[Opening Data shown section]

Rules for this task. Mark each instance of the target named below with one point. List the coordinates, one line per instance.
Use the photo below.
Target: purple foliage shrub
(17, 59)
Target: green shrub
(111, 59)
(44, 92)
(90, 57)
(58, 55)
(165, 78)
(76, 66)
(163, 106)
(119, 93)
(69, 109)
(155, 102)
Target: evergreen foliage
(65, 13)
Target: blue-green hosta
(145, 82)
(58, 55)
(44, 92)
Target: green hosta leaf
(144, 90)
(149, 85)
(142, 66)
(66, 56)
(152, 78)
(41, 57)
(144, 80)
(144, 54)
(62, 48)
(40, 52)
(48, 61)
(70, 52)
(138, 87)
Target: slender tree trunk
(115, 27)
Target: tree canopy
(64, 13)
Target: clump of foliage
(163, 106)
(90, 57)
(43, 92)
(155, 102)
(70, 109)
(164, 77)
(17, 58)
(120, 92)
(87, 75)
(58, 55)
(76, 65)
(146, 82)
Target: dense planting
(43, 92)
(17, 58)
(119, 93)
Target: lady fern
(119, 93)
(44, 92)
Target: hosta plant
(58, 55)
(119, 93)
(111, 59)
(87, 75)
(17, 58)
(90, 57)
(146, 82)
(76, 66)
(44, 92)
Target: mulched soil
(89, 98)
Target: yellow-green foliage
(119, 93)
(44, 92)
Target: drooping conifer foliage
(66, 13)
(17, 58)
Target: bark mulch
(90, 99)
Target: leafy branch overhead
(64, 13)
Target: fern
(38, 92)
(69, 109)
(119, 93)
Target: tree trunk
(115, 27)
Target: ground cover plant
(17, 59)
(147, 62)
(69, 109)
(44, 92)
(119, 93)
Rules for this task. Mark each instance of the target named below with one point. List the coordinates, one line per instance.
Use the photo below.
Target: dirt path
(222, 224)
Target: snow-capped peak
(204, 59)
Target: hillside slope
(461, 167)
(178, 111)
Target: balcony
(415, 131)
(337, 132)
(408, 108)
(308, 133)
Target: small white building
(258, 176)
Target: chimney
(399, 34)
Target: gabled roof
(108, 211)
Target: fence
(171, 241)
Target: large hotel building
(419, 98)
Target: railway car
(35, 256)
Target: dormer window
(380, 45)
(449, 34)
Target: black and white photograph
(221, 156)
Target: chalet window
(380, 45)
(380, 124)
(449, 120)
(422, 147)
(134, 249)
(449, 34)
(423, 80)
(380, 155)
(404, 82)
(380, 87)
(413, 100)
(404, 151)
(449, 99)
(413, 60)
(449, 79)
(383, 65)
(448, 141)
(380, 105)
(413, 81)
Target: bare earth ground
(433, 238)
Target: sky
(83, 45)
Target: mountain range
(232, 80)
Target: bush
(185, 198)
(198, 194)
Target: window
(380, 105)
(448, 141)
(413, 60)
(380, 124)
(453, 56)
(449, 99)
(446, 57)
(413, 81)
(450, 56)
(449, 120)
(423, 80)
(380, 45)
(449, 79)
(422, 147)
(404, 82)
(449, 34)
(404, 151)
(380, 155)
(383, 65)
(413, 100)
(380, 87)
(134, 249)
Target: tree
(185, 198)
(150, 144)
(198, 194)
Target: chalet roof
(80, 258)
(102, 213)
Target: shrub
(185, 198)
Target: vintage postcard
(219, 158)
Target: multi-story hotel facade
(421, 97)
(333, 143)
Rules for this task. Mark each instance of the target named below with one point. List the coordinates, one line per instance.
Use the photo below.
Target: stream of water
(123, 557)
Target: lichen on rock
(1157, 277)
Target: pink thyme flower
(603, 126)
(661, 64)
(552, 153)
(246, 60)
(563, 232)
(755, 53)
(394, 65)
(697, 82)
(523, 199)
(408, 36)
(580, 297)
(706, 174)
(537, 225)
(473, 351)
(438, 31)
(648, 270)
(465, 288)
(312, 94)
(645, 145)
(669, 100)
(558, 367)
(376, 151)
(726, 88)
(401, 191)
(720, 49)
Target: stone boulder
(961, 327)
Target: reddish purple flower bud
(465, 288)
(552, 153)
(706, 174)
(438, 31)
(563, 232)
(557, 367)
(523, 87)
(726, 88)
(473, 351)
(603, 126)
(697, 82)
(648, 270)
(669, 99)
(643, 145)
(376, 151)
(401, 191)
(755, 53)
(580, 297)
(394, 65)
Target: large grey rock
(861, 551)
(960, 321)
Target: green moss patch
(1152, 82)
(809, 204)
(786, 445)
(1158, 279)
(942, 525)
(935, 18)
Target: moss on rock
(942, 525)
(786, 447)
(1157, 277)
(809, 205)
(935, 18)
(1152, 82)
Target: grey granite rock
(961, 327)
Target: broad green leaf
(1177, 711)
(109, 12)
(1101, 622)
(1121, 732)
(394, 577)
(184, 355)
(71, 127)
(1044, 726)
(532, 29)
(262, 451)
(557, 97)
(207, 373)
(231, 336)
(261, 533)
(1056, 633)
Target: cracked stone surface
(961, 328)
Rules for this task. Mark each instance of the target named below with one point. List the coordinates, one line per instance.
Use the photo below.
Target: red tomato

[Closing Data shown section]

### Your task
Could you retype every record above exactly as written?

### Response area
Rules for this task. Mark each instance of the target named below with one point. List the coordinates, one line per instance.
Use the photo below.
Target: purple foliage shrub
(17, 59)
Target: green shrub
(111, 59)
(44, 92)
(90, 57)
(58, 55)
(165, 78)
(76, 66)
(163, 106)
(119, 93)
(69, 109)
(155, 102)
Target: evergreen foliage
(65, 13)
Target: blue-green hosta
(145, 82)
(58, 55)
(44, 92)
Target: green hosta leaf
(144, 90)
(149, 85)
(142, 66)
(66, 56)
(152, 78)
(41, 57)
(144, 80)
(144, 54)
(62, 48)
(40, 52)
(48, 61)
(70, 52)
(138, 87)
Target: slender tree trunk
(115, 27)
Target: tree canopy
(64, 13)
Target: clump of foliage
(163, 106)
(90, 57)
(43, 92)
(155, 102)
(70, 109)
(164, 77)
(17, 58)
(120, 92)
(87, 75)
(58, 55)
(76, 65)
(146, 82)
Target: dense planting
(43, 92)
(17, 58)
(119, 93)
Target: lady fern
(119, 93)
(44, 92)
Target: hosta plant
(58, 55)
(119, 93)
(111, 59)
(87, 75)
(17, 58)
(90, 57)
(146, 82)
(76, 66)
(44, 92)
Target: mulched soil
(89, 98)
Target: yellow-green foliage
(119, 93)
(44, 92)
Target: drooping conifer foliage
(66, 13)
(17, 58)
Target: bark mulch
(90, 99)
Target: leafy branch overhead
(64, 13)
Target: fern
(38, 92)
(69, 109)
(119, 93)
Target: tree trunk
(115, 27)
Target: ground cover plant
(17, 59)
(147, 62)
(69, 109)
(44, 92)
(119, 93)
Rules for this task. Mark each instance of the target named below with one point. List the coordinates, one line per instance.
Use the photo below.
Target: dirt path
(222, 224)
Target: snow-capped peak
(204, 59)
Target: hillside slope
(461, 167)
(178, 111)
Target: balcony
(415, 131)
(337, 132)
(408, 108)
(308, 133)
Target: small white building
(258, 176)
Target: chimney
(399, 34)
Target: gabled roof
(108, 211)
Target: fence
(171, 241)
Target: large hotel building
(419, 98)
Target: railway car
(35, 256)
Target: dormer window
(380, 45)
(449, 34)
Target: black and white photograph
(221, 156)
Target: chalet window
(380, 45)
(380, 124)
(449, 120)
(422, 147)
(134, 249)
(449, 34)
(423, 80)
(380, 155)
(404, 82)
(380, 87)
(413, 100)
(404, 151)
(449, 99)
(413, 60)
(449, 79)
(383, 65)
(448, 141)
(380, 105)
(413, 81)
Target: bare earth ground
(433, 238)
Target: sky
(83, 45)
Target: mountain range
(232, 80)
Target: bush
(185, 198)
(198, 194)
Target: window
(380, 105)
(448, 141)
(413, 60)
(380, 124)
(453, 56)
(449, 99)
(446, 57)
(413, 81)
(450, 56)
(449, 120)
(423, 80)
(380, 45)
(449, 79)
(422, 147)
(404, 82)
(449, 34)
(404, 151)
(380, 155)
(383, 65)
(413, 100)
(380, 87)
(134, 249)
Target: tree
(185, 198)
(150, 144)
(198, 194)
Target: chalet roof
(80, 258)
(102, 213)
Target: shrub
(185, 198)
Target: vintage postcard
(219, 158)
Target: multi-story hotel facade
(421, 97)
(333, 143)
Rules for this task. Mark each instance of the target named below with one point. List the coordinates, one line per instance.
Use the photo below.
Target: stream of water
(123, 557)
Target: lichen on rock
(1157, 277)
Target: pink thyme flower
(603, 126)
(661, 64)
(552, 153)
(246, 60)
(563, 232)
(755, 53)
(394, 65)
(697, 82)
(523, 199)
(408, 36)
(580, 297)
(706, 174)
(537, 225)
(473, 351)
(438, 31)
(648, 270)
(465, 288)
(312, 94)
(645, 145)
(669, 100)
(558, 367)
(376, 151)
(726, 88)
(401, 191)
(720, 49)
Target: stone boulder
(961, 327)
Target: reddish purple flower bud
(465, 288)
(552, 153)
(706, 174)
(438, 31)
(563, 232)
(557, 367)
(523, 87)
(726, 88)
(473, 351)
(603, 126)
(697, 82)
(648, 270)
(669, 99)
(643, 145)
(376, 151)
(401, 191)
(755, 53)
(580, 297)
(394, 65)
Target: large grey rock
(861, 551)
(960, 321)
Target: green moss patch
(1152, 82)
(809, 204)
(786, 445)
(1158, 279)
(942, 525)
(935, 18)
Target: moss on rock
(942, 525)
(786, 447)
(1157, 277)
(809, 205)
(935, 18)
(1152, 82)
Target: grey granite rock
(961, 327)
Target: broad green leaf
(1177, 711)
(109, 12)
(1101, 622)
(1121, 732)
(394, 577)
(184, 355)
(71, 127)
(1044, 726)
(532, 29)
(262, 451)
(557, 97)
(207, 373)
(231, 336)
(261, 533)
(1056, 633)
Target: cracked stone surface
(961, 328)
Rules for this task. Mark each instance of the target named below with one point. List the coordinates, one line per instance.
Use the photo below.
Target: red tomato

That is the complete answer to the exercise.